● **Aufgabenstellung 1**
Bearbeiten Sie in den Zeilen der gesammelten Dateneinträge den Abschnitt, der mit der Zeile beginnt, die "sky. Carefully annotate each with a bounding box." enthält, und mit der Zeile schließt, die "[0, 0, 502, 47]" enthält. Ersetzen Sie darin "sky" durch "clouds", lassen Sie alles Übrige unverändert und geben Sie nur diesen Abschnitt wieder.

● **Textauszug**
┄┄┄┄┄┄

Aktualisiert: 18. Okt. 2022

Seit dem Zusammenbruch der Sowjetunion im Jahr 1991 wurde die russische Flotte stark vernachlässigt. Korruption, Defizite im Verteidigungshaushalt und höhere militärische Prioritäten sind nur einige der Faktoren, die die Modernisierung und den Ausbau der russischen Marine verhindert haben.

Von den vier separaten Flotten - Ostsee-, Schwarzmeer-, Nord- und Pazifikflotte - ist die russische Schwarzmeerflotte eine der am meisten vernachlässigten und veralteten Flotten. Der russisch-georgische Krieg von 2008 hat Russland die Notwendigkeit vor Augen geführt, seine Schwarzmeerflotte zu modernisieren und zu vergrößern, was durch die russische Annexion der Krim 2014 noch verstärkt wurde, als die NATO ihre Marinepräsenz in der Region verstärkte.

Die russische Annexion der Krim war ein strategischer Coup Russlands, der zwei unmittelbare Auswirkungen hatte: Er beseitigte die Fähigkeit Kiews, den Aufbau und die Modernisierung der russischen Schwarzmeerflotte einzuschränken, und er vergrößerte und verstärkte die russische Schwarzmeerflotte.

Vor der Annexion der Krim hatten Kiew und Moskau ein Abkommen geschlossen, das als Abkommen von Charkow bekannt ist und am 21. April 2010 vom damaligen russischen Präsidenten Dmitri Medwedew und dem damaligen ukrainischen Präsidenten Viktor Janukowitsch unterzeichnet wurde.

Im Rahmen des Abkommens von Charkow pachtete Russland von der Ukraine die Schwarzmeerflotte, die sich hauptsächlich im ukrainischen Kriegshafen Sewastopol auf der Krim befand. Durch die Bedingungen des Pachtvertrags konnte Kiew verhindern, dass die russische Schwarzmeerflotte aufgestockt oder modernisiert wurde. Durch die Annexion der Krim hat Russland die Schwarzmeerflotte jedoch gewaltsam von den restriktiven Bedingungen Kiews befreit.

Derzeitige Zusammensetzung und Beschränkungen

Die Schwarzmeerflotte besteht derzeit aus 45 Kriegsschiffen und 7 U-Booten, die hauptsächlich in Sewastopol, auf der Westseite der Krim, und in Noworossijsk, auf der Westseite Russlands, stationiert sind. Die Kriegsschiffe der Flotte stellen 21 Prozent aller in Dienst befindlichen Kriegsschiffe der russischen Marine und 10 Prozent der gesamten U-Boot-Flotte.



Mit der russischen Annexion der Krim im Jahr 2014 erhielt Russland den strategisch wichtigen Hafen von Sewastopol auf der Krim zurück, in dem rund 80 Prozent der Gesamttonnage der Schwarzmeerflotte liegen und der der einzige ganzjährig eisfreie Tiefwasserhafen in der Region ist, in dem große Kriegsschiffe anlegen können.

┄┄┄┄┄┄

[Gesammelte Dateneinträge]
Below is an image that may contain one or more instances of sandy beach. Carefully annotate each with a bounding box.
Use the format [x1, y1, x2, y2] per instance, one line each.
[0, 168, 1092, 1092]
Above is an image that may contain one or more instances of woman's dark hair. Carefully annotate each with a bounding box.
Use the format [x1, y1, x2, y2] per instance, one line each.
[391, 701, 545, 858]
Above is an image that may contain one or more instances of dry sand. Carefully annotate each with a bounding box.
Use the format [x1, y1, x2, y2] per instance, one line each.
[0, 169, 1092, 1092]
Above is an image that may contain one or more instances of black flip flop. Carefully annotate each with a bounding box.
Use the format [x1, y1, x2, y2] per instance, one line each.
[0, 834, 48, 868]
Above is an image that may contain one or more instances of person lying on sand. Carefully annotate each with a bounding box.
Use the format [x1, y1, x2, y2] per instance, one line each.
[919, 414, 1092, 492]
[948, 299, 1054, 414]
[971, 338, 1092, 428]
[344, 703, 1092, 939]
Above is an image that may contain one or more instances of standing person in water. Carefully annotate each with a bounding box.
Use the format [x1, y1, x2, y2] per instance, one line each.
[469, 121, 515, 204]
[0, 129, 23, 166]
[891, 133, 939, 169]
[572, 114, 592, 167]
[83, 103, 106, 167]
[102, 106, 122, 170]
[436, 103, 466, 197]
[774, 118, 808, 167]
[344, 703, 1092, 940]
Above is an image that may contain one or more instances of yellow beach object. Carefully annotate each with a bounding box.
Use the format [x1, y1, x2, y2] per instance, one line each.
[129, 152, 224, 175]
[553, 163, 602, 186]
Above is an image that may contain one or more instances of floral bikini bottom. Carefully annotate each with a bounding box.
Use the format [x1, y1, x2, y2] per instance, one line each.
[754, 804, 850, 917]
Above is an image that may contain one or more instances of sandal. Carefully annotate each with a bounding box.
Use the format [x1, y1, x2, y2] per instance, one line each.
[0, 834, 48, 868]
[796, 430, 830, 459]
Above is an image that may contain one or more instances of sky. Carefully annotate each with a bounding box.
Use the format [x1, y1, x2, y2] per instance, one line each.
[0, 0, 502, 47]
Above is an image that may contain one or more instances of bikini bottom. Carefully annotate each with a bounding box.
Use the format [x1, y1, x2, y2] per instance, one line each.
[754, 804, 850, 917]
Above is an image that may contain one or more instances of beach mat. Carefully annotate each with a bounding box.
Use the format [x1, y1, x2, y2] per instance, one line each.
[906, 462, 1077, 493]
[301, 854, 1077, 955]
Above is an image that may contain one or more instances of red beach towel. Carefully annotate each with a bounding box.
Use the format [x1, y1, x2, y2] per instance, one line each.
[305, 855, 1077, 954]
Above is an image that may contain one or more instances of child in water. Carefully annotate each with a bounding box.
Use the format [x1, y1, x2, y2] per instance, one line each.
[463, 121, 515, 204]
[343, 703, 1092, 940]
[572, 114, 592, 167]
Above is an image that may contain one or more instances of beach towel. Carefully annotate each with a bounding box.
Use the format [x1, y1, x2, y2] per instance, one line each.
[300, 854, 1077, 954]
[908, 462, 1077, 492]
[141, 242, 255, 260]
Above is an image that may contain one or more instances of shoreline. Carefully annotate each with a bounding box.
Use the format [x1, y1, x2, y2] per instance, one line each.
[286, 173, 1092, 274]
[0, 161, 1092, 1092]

┄┄┄┄┄┄

● **Aufgabenstellung 2**
Zählen Sie alle separaten Flotten der russischen Marine auf, die der Textauszug über die Schwarzmeerflotte nennt.

● **Lösung der Aufgabe 1**
Above is an image that may contain one or more instances of clouds. Carefully annotate each with a bounding box.
Use the format [x1, y1, x2, y2] per instance, one line each.
[0, 0, 502, 47]

● **Lösung der Aufgabe 2**
Ostseeflotte, Schwarzmeerflotte, Nordflotte, Pazifikflotte